• _PAGE TEXT_:
## BEGIN
The tax law has used two different approaches with respect to the actuarial
assumptions used to compute life insurance reserve liabilities. Under the 1959 Act,
life insurance companies used, for tax purposes, the same actuarial assumptions that
the companies chose to use for reporting their reserve liabilities on their Annual
Statements for state regulatory purposes. The principal concern of the state insurance
regulators is to assure solvency — that is, to make certain that life insurance
companies set aside sufficient assets to meet their future liabilities to their
policyholders. To accomplish this goal, the insurance regulators want to prevent life
insurance companies from understating their liabilities. Consequently, the regulators
specify “minimum” actuarial assumptions but permit the use of more conservative
assumptions. Thus, the state insurance regulators may prevent life insurance
companies from using an interest rate assumption in excess of 5%, but a life
insurance company could choose to use an interest rate assumption of 3% or 4%.
While drafting the life insurance company tax provisions of the 1984 Act,
Congress recognized that some life insurance companies used reserve actuarial
assumptions that were exceedingly conservative, thereby reducing the amount of
income subject to taxation. For this reason, it enacted Internal Revenue Code Section
807, which contains new limits on the actuarial assumptions that may be used for
computing reserves for tax purposes.
## END
• _PROMPT 1_:
Quote the passage on life insurance reserves between "While drafting the" and "for tax purposes.", inclusive.
• _PROMPT 2_:
Continue the passage on the tax treatment of life insurance reserves from the point where it ends.

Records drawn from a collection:
## BEGIN
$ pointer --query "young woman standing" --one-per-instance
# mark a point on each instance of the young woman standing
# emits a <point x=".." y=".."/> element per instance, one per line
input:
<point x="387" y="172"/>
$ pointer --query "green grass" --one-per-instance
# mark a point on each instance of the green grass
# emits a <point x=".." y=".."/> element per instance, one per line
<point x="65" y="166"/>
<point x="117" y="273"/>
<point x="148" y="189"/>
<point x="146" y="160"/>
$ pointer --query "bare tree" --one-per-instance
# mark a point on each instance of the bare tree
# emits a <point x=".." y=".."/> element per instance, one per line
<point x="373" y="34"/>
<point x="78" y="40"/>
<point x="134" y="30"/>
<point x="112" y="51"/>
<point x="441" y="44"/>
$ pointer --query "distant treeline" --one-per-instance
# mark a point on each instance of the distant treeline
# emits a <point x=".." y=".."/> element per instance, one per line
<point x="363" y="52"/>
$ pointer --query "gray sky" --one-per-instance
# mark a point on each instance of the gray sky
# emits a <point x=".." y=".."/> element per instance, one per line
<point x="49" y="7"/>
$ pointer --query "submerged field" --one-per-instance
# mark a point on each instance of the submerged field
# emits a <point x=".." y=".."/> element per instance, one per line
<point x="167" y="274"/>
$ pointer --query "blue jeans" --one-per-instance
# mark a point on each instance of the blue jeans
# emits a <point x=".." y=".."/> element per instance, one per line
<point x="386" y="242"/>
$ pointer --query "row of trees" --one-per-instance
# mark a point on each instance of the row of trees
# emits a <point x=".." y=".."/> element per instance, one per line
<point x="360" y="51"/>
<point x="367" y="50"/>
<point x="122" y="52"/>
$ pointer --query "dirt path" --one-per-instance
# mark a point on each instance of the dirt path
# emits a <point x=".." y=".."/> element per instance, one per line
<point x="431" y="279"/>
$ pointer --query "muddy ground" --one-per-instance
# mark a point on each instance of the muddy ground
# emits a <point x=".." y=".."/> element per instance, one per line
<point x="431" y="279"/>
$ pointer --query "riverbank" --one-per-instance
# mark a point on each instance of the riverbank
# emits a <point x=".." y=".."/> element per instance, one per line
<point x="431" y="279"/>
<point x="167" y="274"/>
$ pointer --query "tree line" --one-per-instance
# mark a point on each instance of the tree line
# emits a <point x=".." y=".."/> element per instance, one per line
## END
• _RESULT 1_:
While drafting the life insurance company tax provisions of the 1984 Act,
Congress recognized that some life insurance companies used reserve actuarial
assumptions that were exceedingly conservative, thereby reducing the amount of
income subject to taxation. For this reason, it enacted Internal Revenue Code Section
807, which contains new limits on the actuarial assumptions that may be used for
computing reserves for tax purposes.

• _RESULT 2_:
As a general rule, the life insurance reserve used for tax purposes for any
contract is the greater of: (1) the net surrender value of the contract; and (2) the
reserve computed in compliance with the requirements of IRC Section 807. In
general, this provision precludes the use of actuarial assumptions that would produce
unduly large reserves. Consequently, the reserve levels tend to be the minimum level
of reserves that the states mandate. Specifically, IRC Section 807 mandates that the
most significant actuarial assumptions be determined as follows:
(1) the actuarial likelihood that benefit payments will become payable will
be based upon minimum state regulatory standards. The reserves
computed with respect to contracts issued in a given year are determined
utilizing the “prevailing commissioners’ standard table for mortality and
morbidity.” The National Association of Insurance Commissioners (the
“NAIC”) publishes Commissioners’ Standard Tables when sufficient new
actuarial data becomes available. When life insurance companies are
allowed to use the new table for computing reserves for state regulatory
purposes in at least 26 states, the table becomes the prevailing table.



(2) the assumed rate of interest will be the greater of two rates. The first
rate is the “prevailing State assumed interest rate.” This term is defined as
the highest assumed interest rate that life insurance companies may use in
at least 26 states to compute reserves with respect to the particular type of
insurance contract. The second rate is the “applicable federal rate.” This
is a rate published by the Internal Revenue Service that reflects the average
of mid-term interest rates during the 60-month period preceding the year
for which the rate is calculated.
(3)the technical actuarial computation method will be based upon
methods approved by the state regulatory authorities. Actuaries
employ different mathematical techniques in calculating reserves. The
state regulatory authorities specify which technical methods may be used
for purposes of calculating the reserves reported on the Annual Statement.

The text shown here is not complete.